**Excerpts of labeled region data:**
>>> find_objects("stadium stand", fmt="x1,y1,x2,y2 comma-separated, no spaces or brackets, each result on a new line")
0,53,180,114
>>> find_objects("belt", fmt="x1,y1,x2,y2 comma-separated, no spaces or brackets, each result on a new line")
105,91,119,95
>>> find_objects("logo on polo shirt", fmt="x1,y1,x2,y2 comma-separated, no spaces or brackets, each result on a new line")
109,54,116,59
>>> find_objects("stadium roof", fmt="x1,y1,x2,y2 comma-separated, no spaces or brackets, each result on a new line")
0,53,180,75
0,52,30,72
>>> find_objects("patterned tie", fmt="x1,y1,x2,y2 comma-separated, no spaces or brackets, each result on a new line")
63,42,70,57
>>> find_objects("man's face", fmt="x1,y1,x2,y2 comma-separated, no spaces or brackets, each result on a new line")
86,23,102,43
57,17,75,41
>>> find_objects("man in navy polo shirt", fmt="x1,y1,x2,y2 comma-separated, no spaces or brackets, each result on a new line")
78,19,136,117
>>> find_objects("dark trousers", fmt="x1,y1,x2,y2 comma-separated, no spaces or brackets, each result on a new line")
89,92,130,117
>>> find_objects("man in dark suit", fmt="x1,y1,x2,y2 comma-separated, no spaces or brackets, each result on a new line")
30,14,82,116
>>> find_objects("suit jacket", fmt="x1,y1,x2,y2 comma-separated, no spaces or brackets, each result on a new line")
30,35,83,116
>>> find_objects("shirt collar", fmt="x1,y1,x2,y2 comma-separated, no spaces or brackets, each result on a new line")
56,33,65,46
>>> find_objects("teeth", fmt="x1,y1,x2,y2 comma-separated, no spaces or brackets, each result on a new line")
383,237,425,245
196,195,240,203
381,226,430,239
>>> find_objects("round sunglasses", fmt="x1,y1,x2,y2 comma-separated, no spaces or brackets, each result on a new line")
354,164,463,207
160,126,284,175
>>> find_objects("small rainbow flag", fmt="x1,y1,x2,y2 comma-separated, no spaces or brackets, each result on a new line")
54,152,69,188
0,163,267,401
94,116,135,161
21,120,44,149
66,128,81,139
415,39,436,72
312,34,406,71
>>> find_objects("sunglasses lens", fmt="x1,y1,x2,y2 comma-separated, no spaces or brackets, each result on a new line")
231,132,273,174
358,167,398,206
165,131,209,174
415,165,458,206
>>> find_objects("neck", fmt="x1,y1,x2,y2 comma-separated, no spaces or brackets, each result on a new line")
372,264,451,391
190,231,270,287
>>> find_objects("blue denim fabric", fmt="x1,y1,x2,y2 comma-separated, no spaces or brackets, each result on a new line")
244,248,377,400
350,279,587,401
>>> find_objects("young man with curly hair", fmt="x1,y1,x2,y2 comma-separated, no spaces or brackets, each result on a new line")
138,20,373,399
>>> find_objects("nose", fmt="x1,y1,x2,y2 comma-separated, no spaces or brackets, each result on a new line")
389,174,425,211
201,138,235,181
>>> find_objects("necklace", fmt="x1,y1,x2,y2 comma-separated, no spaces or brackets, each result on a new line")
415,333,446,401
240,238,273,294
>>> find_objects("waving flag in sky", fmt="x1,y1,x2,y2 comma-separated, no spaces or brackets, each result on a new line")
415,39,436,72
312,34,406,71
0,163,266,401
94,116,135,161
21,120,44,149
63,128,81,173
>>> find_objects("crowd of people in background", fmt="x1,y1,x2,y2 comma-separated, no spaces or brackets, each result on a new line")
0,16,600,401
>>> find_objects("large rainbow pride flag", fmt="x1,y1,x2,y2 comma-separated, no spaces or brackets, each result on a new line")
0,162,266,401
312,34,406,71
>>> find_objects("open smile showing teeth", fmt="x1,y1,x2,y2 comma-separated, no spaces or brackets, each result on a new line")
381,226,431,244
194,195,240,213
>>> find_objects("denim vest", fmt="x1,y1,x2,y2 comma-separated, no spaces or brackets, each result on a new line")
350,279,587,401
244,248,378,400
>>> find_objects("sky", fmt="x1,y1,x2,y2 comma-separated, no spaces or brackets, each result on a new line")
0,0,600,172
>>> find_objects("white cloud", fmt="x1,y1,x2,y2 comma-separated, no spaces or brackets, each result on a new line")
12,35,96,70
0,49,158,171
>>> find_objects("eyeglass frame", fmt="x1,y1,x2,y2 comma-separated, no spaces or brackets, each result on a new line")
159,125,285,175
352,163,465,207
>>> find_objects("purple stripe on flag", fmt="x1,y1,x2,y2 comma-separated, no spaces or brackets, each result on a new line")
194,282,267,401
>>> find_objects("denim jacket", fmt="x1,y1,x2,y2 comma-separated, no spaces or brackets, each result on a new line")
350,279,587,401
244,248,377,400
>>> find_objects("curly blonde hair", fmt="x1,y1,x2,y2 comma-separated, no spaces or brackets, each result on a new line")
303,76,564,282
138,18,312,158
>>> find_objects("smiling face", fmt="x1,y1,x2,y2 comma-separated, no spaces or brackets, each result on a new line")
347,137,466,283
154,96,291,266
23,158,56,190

**The exercise:**
Reproduce all of the rows above verbatim, without changing a single character.

**Correct answer:**
>>> find_objects("stadium stand", fmt="x1,y1,x2,y2 comma-separated, no spaces or brackets, each result on a new line")
0,53,180,114
>>> find_objects("belt", fmt="x1,y1,x2,y2 comma-separated, no spaces or brackets, each result on a new line")
105,91,119,95
>>> find_objects("logo on polo shirt", fmt="x1,y1,x2,y2 comma-separated, no spaces or brackets, each result on a new line")
109,54,116,59
>>> find_objects("stadium roof", fmt="x1,y1,x2,y2 comma-separated, no spaces or brackets, each result on a new line")
0,53,180,75
0,52,30,72
>>> find_objects("patterned tie", fmt="x1,y1,x2,y2 comma-separated, no spaces or brackets, each result on a new line")
63,42,70,57
>>> find_objects("man's face", fmt="x1,y1,x2,y2 comma-separated, no spaces or brackets, each result on a new line")
86,23,102,43
57,17,75,41
>>> find_objects("man in navy polo shirt", fmt="x1,y1,x2,y2 comma-separated, no spaces or brackets, each result on a new line")
78,19,136,117
>>> find_objects("dark trousers", fmt="x1,y1,x2,y2 comma-separated, no spaces or brackets, each result on a new line")
89,92,130,117
>>> find_objects("man in dark suit", fmt="x1,y1,x2,y2 comma-separated, no spaces or brackets, each result on a new line")
30,14,82,116
>>> find_objects("suit jacket", fmt="x1,y1,x2,y2 comma-separated, no spaces or brackets, each result on a new line")
30,35,83,116
>>> find_objects("shirt collar", fmt="x1,y1,x2,y2 comma-separated, no spaces or brackets, each result on a new line")
56,33,65,46
>>> find_objects("teeth", fmt="x1,y1,x2,y2 comma-separated, no spaces or brackets, each result on a new line")
383,237,425,245
196,195,240,203
381,226,430,239
>>> find_objects("round sunglasses", fmt="x1,y1,x2,y2 comma-separated, no spaces or brackets, each result on a new line")
354,164,463,207
160,126,284,175
>>> find_objects("small rainbow flag", fmt="x1,y1,x2,y2 comma-separated, no spaces or brackets, each result on a new line")
54,152,69,188
0,163,267,401
94,116,135,161
21,120,44,149
66,128,81,139
415,39,436,72
312,34,406,71
>>> find_objects("sunglasses lens", fmt="x1,y1,x2,y2 comma-separated, no spaces or brackets, each result on a new line")
231,132,273,174
358,167,398,206
165,131,209,174
415,165,458,206
>>> find_objects("neck", fmt="x1,y1,x2,y2 comma-separated, no spaces or brackets, each result on a new line")
372,264,451,391
190,231,270,287
>>> find_objects("blue denim fabric", fmt="x1,y1,x2,y2 comma-separated, no spaces or brackets, each result on a new line")
244,248,377,400
350,279,587,401
>>> find_objects("young man with curly hair", fmt="x1,y1,x2,y2 comma-separated, no spaces or brackets, each result on a new line")
138,20,373,399
>>> find_objects("nose", fmt="x1,y1,x2,y2 comma-separated, no spaces or brackets, each result on a new line")
389,174,425,211
201,138,235,181
>>> find_objects("necklace", fmt="x1,y1,x2,y2 comma-separated, no spaces or brackets, each result on a new line")
415,333,446,401
240,238,273,294
>>> find_objects("waving flag in sky", fmt="x1,y1,x2,y2 comma-separated, no spaces or brackets, each result on a new line")
415,39,436,72
312,34,406,71
0,163,266,401
94,116,135,161
21,120,44,149
63,128,81,173
>>> find_objects("crowd of people in background", fmt="x1,y1,x2,y2 comma-separated, no spaces or brackets, each result on a new line")
0,16,600,401
>>> find_objects("large rainbow pride flag", fmt="x1,y1,x2,y2 comma-separated, no spaces or brackets, each result on a new line")
0,162,266,401
312,34,406,71
>>> find_objects("open smile showing teeth", fmt="x1,y1,x2,y2 comma-separated, no spaces or brackets, each result on a new line")
381,226,431,244
194,195,240,213
>>> find_objects("denim vest", fmt="x1,y1,x2,y2 comma-separated, no spaces or brackets, each result on a new line")
350,279,587,401
244,248,378,400
>>> find_objects("sky", fmt="x1,y1,x2,y2 comma-separated, no spaces or brackets, each result on a new line")
0,0,600,172
>>> find_objects("white cloud", fmt="x1,y1,x2,y2 comma-separated, no spaces or brackets, each result on a new line")
12,35,96,70
0,49,158,171
>>> find_objects("eyeglass frame", fmt="x1,y1,x2,y2 comma-separated, no spaces or brackets, each result on a new line")
159,125,285,175
352,163,465,207
>>> find_objects("purple stripe on flag", fmt="x1,y1,x2,y2 comma-separated, no spaces or brackets, each result on a new line")
194,282,267,401
>>> find_objects("denim jacket", fmt="x1,y1,x2,y2 comma-separated, no spaces or brackets, each result on a new line")
350,279,587,401
244,248,377,400
>>> find_objects("curly blonde hair", fmt="x1,y1,x2,y2 comma-separated, no spaces or brackets, each result on a new line")
303,76,564,282
138,18,312,158
>>> find_objects("smiling face", fmt="x1,y1,x2,y2 comma-separated, no spaces or brackets, each result on a new line")
347,137,466,283
154,96,291,266
23,158,56,190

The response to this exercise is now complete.